(Point localization data)

▬▬▬

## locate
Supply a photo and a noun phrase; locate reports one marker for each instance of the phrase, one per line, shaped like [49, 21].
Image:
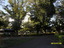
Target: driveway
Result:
[40, 42]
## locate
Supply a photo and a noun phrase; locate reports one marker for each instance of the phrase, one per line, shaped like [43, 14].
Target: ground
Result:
[40, 42]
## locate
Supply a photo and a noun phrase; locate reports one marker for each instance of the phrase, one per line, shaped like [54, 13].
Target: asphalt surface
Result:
[40, 42]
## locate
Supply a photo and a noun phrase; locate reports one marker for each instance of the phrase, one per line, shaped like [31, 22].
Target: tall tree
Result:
[16, 11]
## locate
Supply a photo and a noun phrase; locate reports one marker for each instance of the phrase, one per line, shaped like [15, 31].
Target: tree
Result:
[16, 11]
[44, 10]
[3, 21]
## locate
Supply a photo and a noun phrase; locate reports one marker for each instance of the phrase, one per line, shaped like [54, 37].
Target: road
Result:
[40, 42]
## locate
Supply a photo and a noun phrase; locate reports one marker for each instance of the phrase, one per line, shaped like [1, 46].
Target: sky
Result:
[5, 3]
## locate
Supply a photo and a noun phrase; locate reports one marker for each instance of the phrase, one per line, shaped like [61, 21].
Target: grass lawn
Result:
[14, 41]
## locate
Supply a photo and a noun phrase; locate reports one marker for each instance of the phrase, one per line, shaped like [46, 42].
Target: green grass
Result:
[13, 42]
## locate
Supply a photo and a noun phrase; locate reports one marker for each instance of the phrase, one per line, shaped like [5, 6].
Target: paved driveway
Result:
[40, 42]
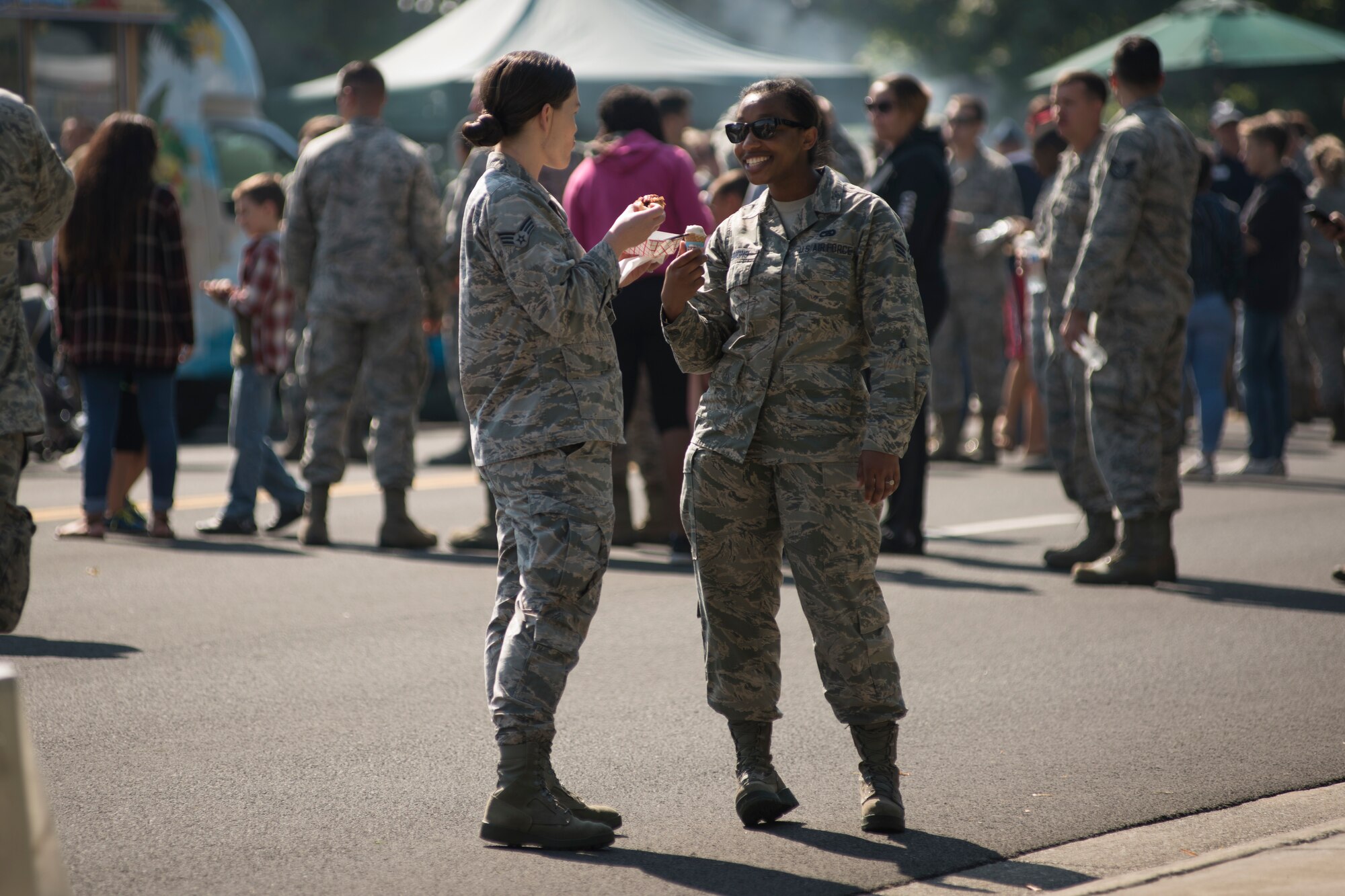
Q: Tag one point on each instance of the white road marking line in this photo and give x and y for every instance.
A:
(455, 479)
(993, 526)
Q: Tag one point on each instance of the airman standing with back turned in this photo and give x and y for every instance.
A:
(1132, 274)
(362, 251)
(36, 197)
(1079, 99)
(985, 190)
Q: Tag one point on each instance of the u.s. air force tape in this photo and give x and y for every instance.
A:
(518, 239)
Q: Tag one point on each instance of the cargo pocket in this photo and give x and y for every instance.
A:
(594, 374)
(1122, 385)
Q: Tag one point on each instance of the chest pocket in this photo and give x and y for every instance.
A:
(738, 282)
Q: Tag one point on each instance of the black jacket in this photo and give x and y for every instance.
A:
(1274, 218)
(914, 179)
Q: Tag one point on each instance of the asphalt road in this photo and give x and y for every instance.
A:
(254, 717)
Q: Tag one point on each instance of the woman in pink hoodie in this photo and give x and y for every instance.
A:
(631, 161)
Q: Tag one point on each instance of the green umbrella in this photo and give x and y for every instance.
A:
(1217, 34)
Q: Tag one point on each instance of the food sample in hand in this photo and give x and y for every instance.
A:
(661, 247)
(695, 237)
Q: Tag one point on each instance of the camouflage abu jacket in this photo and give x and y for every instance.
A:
(1066, 220)
(787, 327)
(365, 227)
(539, 360)
(1135, 256)
(36, 197)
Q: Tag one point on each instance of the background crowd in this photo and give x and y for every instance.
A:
(1265, 331)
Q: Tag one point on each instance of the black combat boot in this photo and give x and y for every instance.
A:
(763, 795)
(578, 807)
(880, 792)
(399, 529)
(1101, 538)
(950, 438)
(524, 813)
(314, 528)
(1139, 561)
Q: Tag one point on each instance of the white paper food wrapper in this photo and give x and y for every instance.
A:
(660, 247)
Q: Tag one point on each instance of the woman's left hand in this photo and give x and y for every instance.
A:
(879, 477)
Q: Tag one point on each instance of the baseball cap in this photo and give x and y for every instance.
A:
(1225, 112)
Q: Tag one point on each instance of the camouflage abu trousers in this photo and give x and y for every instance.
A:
(391, 354)
(1065, 392)
(1135, 411)
(555, 517)
(739, 518)
(15, 534)
(974, 326)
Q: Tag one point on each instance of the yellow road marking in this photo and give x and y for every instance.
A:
(438, 482)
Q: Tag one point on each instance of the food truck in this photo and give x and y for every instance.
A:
(190, 67)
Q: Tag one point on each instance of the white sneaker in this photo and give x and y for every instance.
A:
(1261, 467)
(1200, 469)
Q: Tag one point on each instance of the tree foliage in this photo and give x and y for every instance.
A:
(1013, 38)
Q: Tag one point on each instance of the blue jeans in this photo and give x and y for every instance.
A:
(155, 392)
(1210, 338)
(1264, 382)
(251, 401)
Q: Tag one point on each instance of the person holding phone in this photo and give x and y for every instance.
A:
(544, 395)
(797, 295)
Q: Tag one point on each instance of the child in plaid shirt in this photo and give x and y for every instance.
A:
(263, 307)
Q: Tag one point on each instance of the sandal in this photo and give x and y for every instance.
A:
(84, 528)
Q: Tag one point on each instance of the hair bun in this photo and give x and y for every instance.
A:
(485, 132)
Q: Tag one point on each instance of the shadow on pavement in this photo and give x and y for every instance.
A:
(913, 856)
(704, 874)
(919, 854)
(25, 646)
(919, 579)
(240, 545)
(980, 563)
(1250, 594)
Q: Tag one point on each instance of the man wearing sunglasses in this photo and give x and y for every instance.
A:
(985, 190)
(1132, 280)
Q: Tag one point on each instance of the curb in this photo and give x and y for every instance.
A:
(1208, 860)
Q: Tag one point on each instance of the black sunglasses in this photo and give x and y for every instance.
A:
(763, 128)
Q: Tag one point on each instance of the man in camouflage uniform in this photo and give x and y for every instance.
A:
(1079, 100)
(364, 245)
(1132, 274)
(794, 310)
(36, 197)
(985, 190)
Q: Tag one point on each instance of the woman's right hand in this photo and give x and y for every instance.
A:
(683, 280)
(633, 228)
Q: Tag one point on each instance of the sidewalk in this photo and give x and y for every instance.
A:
(1289, 844)
(1304, 862)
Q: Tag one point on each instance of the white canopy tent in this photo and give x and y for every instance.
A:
(606, 42)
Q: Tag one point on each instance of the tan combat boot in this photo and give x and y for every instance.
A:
(399, 529)
(763, 797)
(524, 813)
(1097, 544)
(313, 530)
(880, 792)
(578, 807)
(1140, 560)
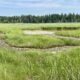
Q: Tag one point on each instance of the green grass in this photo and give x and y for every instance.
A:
(37, 65)
(73, 33)
(38, 41)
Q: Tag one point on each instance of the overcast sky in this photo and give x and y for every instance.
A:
(38, 7)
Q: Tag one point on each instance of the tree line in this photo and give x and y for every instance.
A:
(52, 18)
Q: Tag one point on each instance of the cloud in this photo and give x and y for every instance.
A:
(29, 3)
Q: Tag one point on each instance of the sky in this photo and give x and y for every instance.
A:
(38, 7)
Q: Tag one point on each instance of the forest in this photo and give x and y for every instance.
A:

▬▬▬

- [Problem to work on] Leave the pictures out and print every record exactly.

- [Task result]
## locate
Supply a photo and a noun phrase; locate reports one marker for each instance of the phrase, one per line, shaped like [49, 21].
Image:
Target: driveway
Result:
[40, 42]
## locate
Supply a photo and a noun phrase; locate reports one marker for each instance of the phrase, one per line, shaped like [43, 14].
Target: ground
Result:
[40, 42]
## locate
Supply a photo and a noun phrase; locate reports one marker for each instance of the phrase, one per line, shaped like [54, 13].
Target: asphalt surface
Result:
[40, 42]
## locate
Supply a photo and a noun phrase; locate reports one marker for each instance of the phrase, one per line, shaped like [31, 22].
Target: tall tree
Result:
[16, 11]
## locate
Supply a photo and a noun phrase; locate reports one marker for each instance of the phrase, one per line, shaped like [15, 31].
Target: tree
Result:
[16, 11]
[44, 10]
[3, 21]
## locate
Supply a photo and a noun phrase; locate reports one marker for each instance of the phrase, one per line, shaped like [54, 37].
Target: road
Result:
[40, 42]
## locate
Supply a photo and a noun phrase; locate reports one marker for each instance of the phrase, one per line, shaped like [1, 46].
Target: sky
Result:
[5, 3]
## locate
Supply a photo and a noun phrase; locate reports one marker for each instance of the phrase, one per line, shaped like [61, 21].
Target: grass lawn
Result:
[14, 41]
## locate
Supply a photo and a noun phrase; locate reports one marker for each instance of the phrase, one per line, shaped like [46, 42].
Target: green grass
Result:
[13, 42]
## locate
Supply a photo and a noun phrase; locate reports one marker for each instance of the phrase, one per line, shaped like [5, 6].
Target: paved driveway
Result:
[40, 42]
Q: Tag one point on each instance of the white road marking line in this photo and give x and y for every instance.
A:
(455, 479)
(993, 526)
Q: Tag one point on each instance of the airman standing with back turned in this photo and give x and y for every instance.
A:
(1132, 274)
(362, 251)
(36, 197)
(1079, 99)
(985, 190)
Q: Tag one point on each instance of the u.s. air force tape in this photo and give x and y for every instance.
A:
(518, 239)
Q: Tag one point on each instance of the cargo pocket in this photo and give x and y for every instance.
A:
(594, 374)
(1122, 385)
Q: Tag one point on each instance of the chest pocket in this photo and give x and y for every instance.
A:
(738, 282)
Q: Tag one point on each instance of the black jacket in this photo and give x and y for every instance.
A:
(1274, 218)
(914, 179)
Q: Tag one point on each instance of the asphalt road in this photo and give x and y for every instance.
A:
(254, 717)
Q: Tag one point on each instance of the woman in pink hoodie in this photo and give x and y for every instance.
A:
(631, 161)
Q: Tag one point on each instance of the green umbrella in this photo and give x and y for every instance.
A:
(1217, 34)
Q: Tag one point on each instance of the food sample in hand in this photo and give x and y for every instance.
A:
(661, 247)
(695, 237)
Q: Tag one point on each instance of the camouflage abu jacket in this photo and give x and y for every instance.
A:
(1066, 220)
(787, 327)
(365, 227)
(539, 360)
(1135, 256)
(36, 197)
Q: Tag one point on each instance of the background crowd in this photo and give x and y for every instance.
A:
(1265, 331)
Q: Tag one point on each instance of the black combat boot in this photo and give x and y for every instance.
A:
(763, 795)
(578, 807)
(880, 792)
(399, 529)
(1101, 538)
(950, 438)
(524, 813)
(314, 528)
(1139, 561)
Q: Tag one point on each instance of the white paper food wrapper in this photo and give x and y for every instance.
A:
(660, 247)
Q: Tag one point on each instance of the woman's left hand in this photo and give x and y for every instance.
A:
(879, 477)
Q: Tag one point on each instance of the baseball cap in this photo and give x and y for every instance.
A:
(1225, 112)
Q: Tag one point on each instance of the camouflage abu trousers in this photo and give x and y for every instance.
A:
(391, 354)
(1065, 392)
(1135, 411)
(555, 517)
(739, 518)
(15, 534)
(974, 326)
Q: Tag one point on each instance of the yellow road marking in this photo and give x and y for every instance.
A:
(438, 482)
Q: Tag one point on each instance of the food truck in this photo and give x and y for every instance.
A:
(190, 67)
Q: Tag one point on each instance of the white sneaker in this photo and give x and y for every instance.
A:
(1261, 467)
(1200, 469)
Q: Tag one point on each instance of the tree foliage in this photo and give x and y for every instance.
A:
(1013, 38)
Q: Tag one point on each instance of the blue jeans in this photo and give x and y for every instance.
A:
(155, 392)
(1210, 338)
(1264, 382)
(251, 401)
Q: Tag one point on each instance of the person holding phone in this photo and give x and y for every instance.
A:
(544, 395)
(797, 295)
Q: Tag one point on each instance of the child in plaid shirt in this photo and give x and y for every instance.
A:
(263, 307)
Q: Tag one point on each instance of the sandal in this photo and give x and y for every instance.
A:
(84, 528)
Q: Tag one point on each instance of the hair bun in this photo and give x and y for every instance.
A:
(485, 132)
Q: Tag one point on each instance of the shadow on pavement in this photo and give x and y for every instance.
A:
(913, 856)
(704, 874)
(919, 854)
(25, 646)
(919, 579)
(240, 545)
(980, 563)
(1250, 594)
Q: Tag one point on each instance of the man wearing sunglasses in this photo and give x and y for every instance.
A:
(985, 190)
(1132, 280)
Q: Tag one point on each instance of the curb in this photo and give x and y for every instance.
A:
(1208, 860)
Q: Tag one point on each instance of the black sunglasses in this photo and give x and y for every instance.
A:
(763, 128)
Q: Tag one point on each instance of the man in camouflage uniform in this photo and give x and y for every instance.
A:
(1079, 100)
(364, 245)
(1132, 274)
(794, 310)
(36, 197)
(985, 190)
Q: Tag one point on each instance of the woman's right hand in this photo and give x and y for every instance.
A:
(683, 280)
(633, 228)
Q: Tag one point on each instance of the sidewalk in this photo and give x and y for every instance.
A:
(1289, 844)
(1304, 862)
Q: Tag one point on each instance of the white canopy tent in this photo and give x and y for every instance.
A:
(606, 42)
Q: Tag one point on each instance of the tan combat boot in this photo and give x and y for every instance.
A:
(399, 529)
(763, 797)
(524, 813)
(1097, 544)
(313, 530)
(880, 792)
(578, 807)
(1140, 560)
Q: Tag one point on each instance of the green grass in this photo and give x and y for every instance.
A:
(37, 65)
(73, 33)
(38, 41)
Q: Tag one point on each instance of the overcast sky in this photo and give x and y for every instance.
A:
(38, 7)
Q: Tag one point on each instance of the tree line in this photo and give x and y for every instance.
A:
(52, 18)
Q: Tag one point on each instance of the cloud in this photo and give x and y for every instance.
A:
(29, 3)
Q: Tag one point on each instance of the sky in this photo and give x and y for every instance.
A:
(38, 7)
Q: Tag one point on each instance of the forest in this photo and give x and y for every instance.
A:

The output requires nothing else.